Records of labeled boxes
==*==
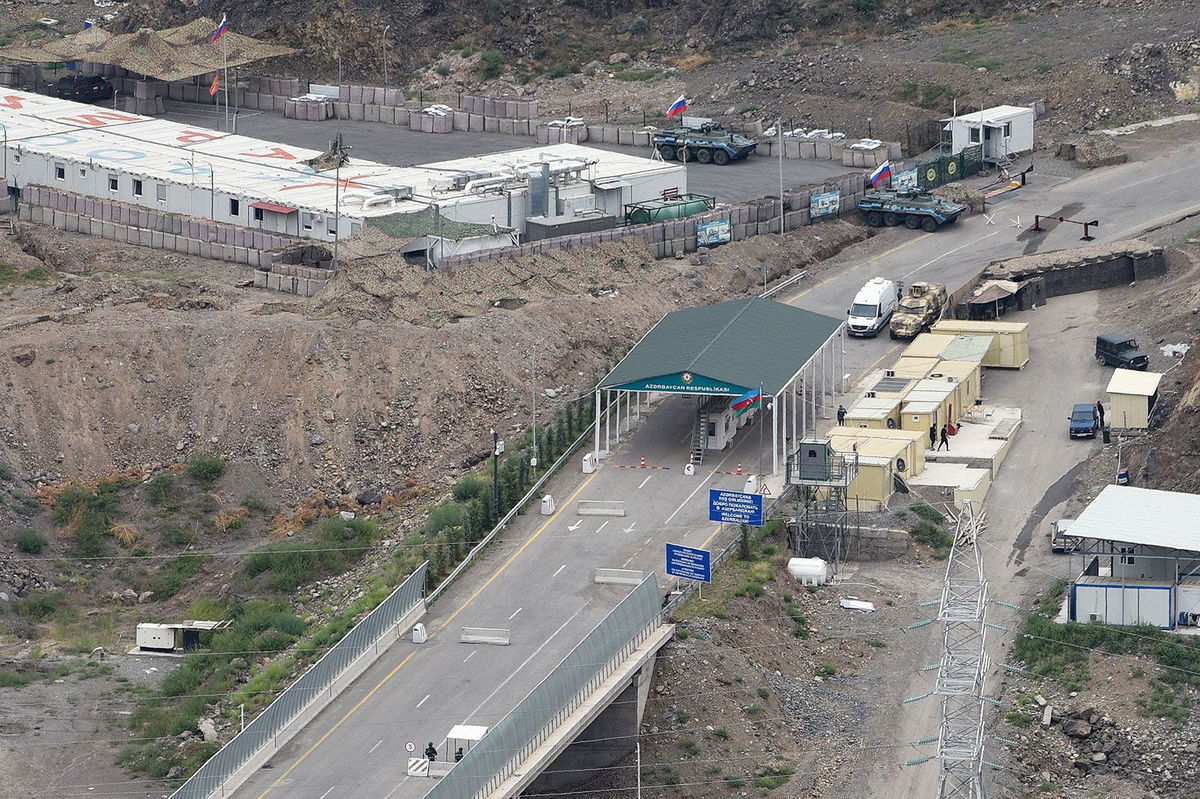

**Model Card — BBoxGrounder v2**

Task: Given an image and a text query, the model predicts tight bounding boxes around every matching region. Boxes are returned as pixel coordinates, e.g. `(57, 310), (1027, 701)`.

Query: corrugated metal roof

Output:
(0, 89), (686, 218)
(1070, 485), (1200, 552)
(1108, 370), (1161, 395)
(598, 298), (842, 395)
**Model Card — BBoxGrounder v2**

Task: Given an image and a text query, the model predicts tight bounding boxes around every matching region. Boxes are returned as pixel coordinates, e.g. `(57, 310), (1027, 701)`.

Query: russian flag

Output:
(868, 161), (892, 186)
(730, 389), (762, 417)
(209, 14), (229, 42)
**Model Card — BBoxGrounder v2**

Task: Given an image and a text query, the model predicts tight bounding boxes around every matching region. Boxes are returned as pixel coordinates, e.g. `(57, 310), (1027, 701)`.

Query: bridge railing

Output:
(170, 561), (430, 799)
(426, 575), (661, 799)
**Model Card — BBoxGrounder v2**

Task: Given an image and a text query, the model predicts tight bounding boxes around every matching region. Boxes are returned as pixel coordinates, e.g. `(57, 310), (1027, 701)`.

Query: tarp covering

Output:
(0, 17), (295, 80)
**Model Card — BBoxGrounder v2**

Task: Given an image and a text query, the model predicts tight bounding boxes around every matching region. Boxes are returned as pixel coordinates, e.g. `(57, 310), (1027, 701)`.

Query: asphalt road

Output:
(235, 127), (1200, 799)
(164, 103), (852, 203)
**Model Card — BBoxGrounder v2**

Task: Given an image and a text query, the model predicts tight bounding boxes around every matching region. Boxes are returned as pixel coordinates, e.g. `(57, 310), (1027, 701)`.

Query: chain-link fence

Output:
(426, 575), (661, 799)
(170, 563), (428, 799)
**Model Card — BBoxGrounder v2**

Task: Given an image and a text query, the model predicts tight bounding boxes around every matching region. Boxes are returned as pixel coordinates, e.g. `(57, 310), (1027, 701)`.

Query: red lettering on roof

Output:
(175, 130), (221, 144)
(59, 112), (142, 127)
(280, 173), (377, 192)
(241, 148), (296, 161)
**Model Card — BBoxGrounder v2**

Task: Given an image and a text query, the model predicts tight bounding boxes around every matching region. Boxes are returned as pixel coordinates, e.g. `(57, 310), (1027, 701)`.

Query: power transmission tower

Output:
(934, 501), (988, 799)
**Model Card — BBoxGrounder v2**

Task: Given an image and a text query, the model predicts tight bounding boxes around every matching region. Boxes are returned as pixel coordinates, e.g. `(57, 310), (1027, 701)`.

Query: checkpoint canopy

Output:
(596, 298), (844, 468)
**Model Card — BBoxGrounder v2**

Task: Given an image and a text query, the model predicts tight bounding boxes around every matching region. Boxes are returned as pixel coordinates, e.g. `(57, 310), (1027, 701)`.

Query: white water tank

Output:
(787, 558), (829, 585)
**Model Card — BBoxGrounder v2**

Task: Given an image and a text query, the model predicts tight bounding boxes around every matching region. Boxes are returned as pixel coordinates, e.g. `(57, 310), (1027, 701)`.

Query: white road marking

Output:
(463, 607), (583, 719)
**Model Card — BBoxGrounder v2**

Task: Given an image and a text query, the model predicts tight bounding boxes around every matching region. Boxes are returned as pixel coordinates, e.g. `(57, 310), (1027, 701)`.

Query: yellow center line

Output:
(258, 471), (600, 799)
(785, 233), (934, 305)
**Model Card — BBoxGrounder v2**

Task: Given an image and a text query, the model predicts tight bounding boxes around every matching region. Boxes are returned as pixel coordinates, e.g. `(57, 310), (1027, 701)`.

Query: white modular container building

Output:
(942, 106), (1037, 161)
(0, 89), (688, 241)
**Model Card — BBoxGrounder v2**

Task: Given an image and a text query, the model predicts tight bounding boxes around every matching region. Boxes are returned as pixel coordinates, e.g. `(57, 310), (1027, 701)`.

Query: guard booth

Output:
(593, 298), (845, 474)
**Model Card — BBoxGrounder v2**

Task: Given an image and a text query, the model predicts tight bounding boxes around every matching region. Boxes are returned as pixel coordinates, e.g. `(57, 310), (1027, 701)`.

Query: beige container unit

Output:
(1104, 370), (1163, 429)
(901, 331), (955, 358)
(846, 397), (902, 429)
(934, 319), (1030, 370)
(929, 361), (983, 419)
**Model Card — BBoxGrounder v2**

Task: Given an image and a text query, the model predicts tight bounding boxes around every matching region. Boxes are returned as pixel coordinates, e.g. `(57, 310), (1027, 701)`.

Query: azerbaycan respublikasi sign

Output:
(708, 488), (762, 525)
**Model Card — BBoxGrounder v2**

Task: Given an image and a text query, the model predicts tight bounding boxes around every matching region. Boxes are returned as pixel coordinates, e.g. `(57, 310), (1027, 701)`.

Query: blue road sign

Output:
(667, 543), (713, 583)
(708, 488), (762, 525)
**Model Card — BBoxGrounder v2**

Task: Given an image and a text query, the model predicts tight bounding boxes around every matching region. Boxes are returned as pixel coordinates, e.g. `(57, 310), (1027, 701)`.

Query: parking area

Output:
(164, 102), (852, 203)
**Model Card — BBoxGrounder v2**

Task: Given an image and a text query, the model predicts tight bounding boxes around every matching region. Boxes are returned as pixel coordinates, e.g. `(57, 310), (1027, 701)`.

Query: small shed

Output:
(1105, 370), (1163, 429)
(934, 319), (1030, 370)
(942, 106), (1037, 161)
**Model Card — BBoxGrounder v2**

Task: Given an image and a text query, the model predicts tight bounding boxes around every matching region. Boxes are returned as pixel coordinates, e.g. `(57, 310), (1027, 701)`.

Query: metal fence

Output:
(425, 575), (661, 799)
(917, 144), (983, 190)
(170, 561), (430, 799)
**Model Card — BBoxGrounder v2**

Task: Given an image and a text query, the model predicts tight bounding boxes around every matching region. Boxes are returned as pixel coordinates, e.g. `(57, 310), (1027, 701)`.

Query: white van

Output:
(846, 277), (900, 336)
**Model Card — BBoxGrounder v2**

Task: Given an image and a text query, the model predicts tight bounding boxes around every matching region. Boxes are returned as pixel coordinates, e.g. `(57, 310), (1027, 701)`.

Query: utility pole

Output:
(934, 501), (988, 799)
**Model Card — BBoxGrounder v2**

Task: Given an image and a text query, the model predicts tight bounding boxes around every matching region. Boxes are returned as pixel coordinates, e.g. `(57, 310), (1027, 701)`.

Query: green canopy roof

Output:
(596, 298), (841, 395)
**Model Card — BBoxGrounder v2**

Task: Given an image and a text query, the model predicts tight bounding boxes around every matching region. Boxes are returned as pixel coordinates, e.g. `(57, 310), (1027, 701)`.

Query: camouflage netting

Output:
(0, 17), (295, 80)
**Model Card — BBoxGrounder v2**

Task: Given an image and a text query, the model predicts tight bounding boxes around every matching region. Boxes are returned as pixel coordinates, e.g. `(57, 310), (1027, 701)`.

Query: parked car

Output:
(846, 277), (900, 338)
(1068, 402), (1100, 438)
(1096, 334), (1150, 372)
(59, 74), (113, 103)
(1050, 518), (1079, 552)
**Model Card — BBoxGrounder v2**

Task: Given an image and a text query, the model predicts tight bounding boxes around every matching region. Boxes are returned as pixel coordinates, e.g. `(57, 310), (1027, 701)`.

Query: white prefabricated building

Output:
(0, 89), (688, 241)
(942, 106), (1037, 161)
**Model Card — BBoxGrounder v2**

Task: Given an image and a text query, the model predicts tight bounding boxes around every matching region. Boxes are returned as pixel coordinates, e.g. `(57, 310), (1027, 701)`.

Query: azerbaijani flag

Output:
(730, 389), (762, 419)
(868, 161), (892, 186)
(209, 14), (229, 42)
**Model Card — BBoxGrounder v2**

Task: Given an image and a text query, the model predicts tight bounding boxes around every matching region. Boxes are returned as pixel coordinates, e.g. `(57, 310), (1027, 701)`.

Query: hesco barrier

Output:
(425, 575), (662, 799)
(917, 144), (983, 190)
(170, 561), (430, 799)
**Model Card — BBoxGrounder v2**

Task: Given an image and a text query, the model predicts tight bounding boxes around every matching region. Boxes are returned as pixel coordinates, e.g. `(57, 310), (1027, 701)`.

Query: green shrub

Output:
(186, 452), (226, 487)
(146, 471), (175, 505)
(479, 48), (504, 80)
(17, 527), (47, 554)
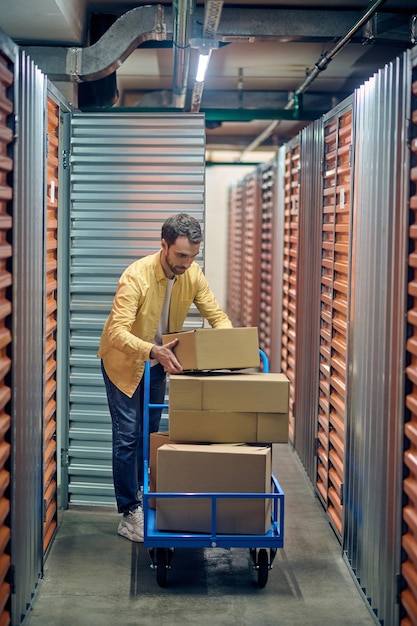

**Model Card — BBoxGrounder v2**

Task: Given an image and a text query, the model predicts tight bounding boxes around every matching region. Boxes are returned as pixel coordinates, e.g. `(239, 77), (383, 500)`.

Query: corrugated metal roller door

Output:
(227, 181), (244, 326)
(281, 141), (300, 442)
(258, 162), (278, 366)
(401, 48), (417, 626)
(0, 50), (13, 626)
(43, 97), (59, 551)
(317, 106), (352, 535)
(66, 113), (205, 505)
(240, 170), (260, 326)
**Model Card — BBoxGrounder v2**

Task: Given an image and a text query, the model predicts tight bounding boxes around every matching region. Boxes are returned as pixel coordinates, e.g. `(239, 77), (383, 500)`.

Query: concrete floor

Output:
(25, 445), (378, 626)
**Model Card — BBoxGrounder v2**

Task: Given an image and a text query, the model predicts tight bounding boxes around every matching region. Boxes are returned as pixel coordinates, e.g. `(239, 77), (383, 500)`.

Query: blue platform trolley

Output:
(143, 350), (284, 588)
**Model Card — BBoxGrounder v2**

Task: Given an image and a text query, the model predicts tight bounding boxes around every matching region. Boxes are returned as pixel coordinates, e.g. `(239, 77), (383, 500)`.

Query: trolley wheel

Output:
(156, 548), (167, 587)
(257, 548), (269, 589)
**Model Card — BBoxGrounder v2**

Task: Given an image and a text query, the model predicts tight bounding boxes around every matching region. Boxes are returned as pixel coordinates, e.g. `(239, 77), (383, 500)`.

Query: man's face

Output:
(161, 237), (200, 278)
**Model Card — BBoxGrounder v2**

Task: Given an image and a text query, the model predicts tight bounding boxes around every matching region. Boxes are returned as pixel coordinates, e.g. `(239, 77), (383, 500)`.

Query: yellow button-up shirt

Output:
(97, 252), (232, 397)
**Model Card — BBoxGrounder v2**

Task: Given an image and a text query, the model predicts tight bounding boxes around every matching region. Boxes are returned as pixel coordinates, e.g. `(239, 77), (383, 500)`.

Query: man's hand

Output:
(152, 339), (183, 374)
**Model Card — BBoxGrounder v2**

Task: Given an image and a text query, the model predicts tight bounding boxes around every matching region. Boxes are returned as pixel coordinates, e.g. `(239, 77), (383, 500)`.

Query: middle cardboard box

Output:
(169, 372), (289, 443)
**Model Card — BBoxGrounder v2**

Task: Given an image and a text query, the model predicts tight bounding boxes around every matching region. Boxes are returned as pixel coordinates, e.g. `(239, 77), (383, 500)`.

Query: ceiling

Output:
(0, 0), (417, 163)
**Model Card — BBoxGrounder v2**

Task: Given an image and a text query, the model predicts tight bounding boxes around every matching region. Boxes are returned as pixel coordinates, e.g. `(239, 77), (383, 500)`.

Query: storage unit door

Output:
(257, 160), (282, 370)
(401, 47), (417, 626)
(316, 105), (352, 536)
(66, 112), (205, 506)
(281, 140), (300, 442)
(240, 170), (261, 326)
(0, 41), (14, 626)
(227, 181), (244, 326)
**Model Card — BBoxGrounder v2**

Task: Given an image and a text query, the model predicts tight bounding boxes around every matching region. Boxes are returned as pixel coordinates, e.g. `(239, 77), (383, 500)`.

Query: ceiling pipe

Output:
(25, 4), (172, 83)
(172, 0), (193, 109)
(238, 0), (386, 161)
(190, 0), (223, 113)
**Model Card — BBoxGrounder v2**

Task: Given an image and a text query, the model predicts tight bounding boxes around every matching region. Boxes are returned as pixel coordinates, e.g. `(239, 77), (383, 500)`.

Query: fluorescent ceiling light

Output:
(195, 50), (211, 83)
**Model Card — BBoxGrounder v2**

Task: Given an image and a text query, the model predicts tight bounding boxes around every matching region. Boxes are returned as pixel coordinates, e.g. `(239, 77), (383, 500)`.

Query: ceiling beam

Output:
(21, 5), (411, 82)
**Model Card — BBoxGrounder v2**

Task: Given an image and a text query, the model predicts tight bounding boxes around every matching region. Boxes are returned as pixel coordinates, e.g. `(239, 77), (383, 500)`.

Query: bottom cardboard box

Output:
(156, 443), (271, 535)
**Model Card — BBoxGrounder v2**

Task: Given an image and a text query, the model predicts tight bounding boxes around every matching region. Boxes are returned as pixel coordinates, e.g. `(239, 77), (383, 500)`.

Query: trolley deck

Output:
(143, 350), (284, 587)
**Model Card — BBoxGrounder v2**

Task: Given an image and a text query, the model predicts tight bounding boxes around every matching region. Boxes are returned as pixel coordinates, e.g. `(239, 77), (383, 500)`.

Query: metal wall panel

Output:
(343, 57), (409, 624)
(240, 170), (261, 327)
(280, 138), (300, 442)
(63, 112), (205, 506)
(294, 120), (324, 483)
(43, 96), (59, 552)
(254, 160), (276, 364)
(11, 52), (46, 624)
(401, 47), (417, 626)
(0, 31), (16, 626)
(227, 180), (244, 326)
(316, 99), (353, 537)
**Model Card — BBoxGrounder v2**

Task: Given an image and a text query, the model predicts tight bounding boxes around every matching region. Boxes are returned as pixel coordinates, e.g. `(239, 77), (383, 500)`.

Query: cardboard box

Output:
(156, 444), (271, 535)
(162, 328), (260, 371)
(169, 372), (290, 413)
(169, 372), (289, 443)
(169, 410), (289, 443)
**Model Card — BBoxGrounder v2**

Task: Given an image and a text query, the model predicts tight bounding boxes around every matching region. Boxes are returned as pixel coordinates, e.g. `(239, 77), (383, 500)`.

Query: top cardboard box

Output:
(162, 327), (260, 371)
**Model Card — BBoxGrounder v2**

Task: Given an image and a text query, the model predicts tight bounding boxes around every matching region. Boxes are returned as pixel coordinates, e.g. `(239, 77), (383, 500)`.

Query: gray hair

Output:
(161, 213), (203, 247)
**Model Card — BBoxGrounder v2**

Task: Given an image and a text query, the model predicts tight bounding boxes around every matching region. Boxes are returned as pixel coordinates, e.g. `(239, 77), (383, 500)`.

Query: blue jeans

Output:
(101, 362), (166, 514)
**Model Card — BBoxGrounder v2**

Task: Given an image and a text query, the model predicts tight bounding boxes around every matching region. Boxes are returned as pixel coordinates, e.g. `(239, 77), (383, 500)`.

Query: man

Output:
(98, 213), (232, 542)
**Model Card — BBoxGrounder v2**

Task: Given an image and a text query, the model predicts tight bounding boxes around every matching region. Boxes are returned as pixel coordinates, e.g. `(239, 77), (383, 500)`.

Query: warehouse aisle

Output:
(25, 444), (378, 626)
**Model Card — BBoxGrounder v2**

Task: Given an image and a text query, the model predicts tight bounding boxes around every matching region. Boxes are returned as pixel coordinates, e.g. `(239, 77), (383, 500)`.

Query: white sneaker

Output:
(117, 507), (143, 542)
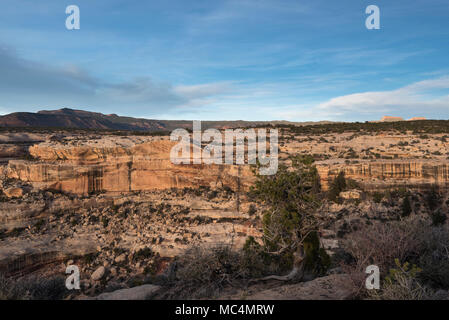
==*==
Gather every line in the listing that contains the word "trolley".

Query: blue platform trolley
Query: trolley wheel
Query: trolley deck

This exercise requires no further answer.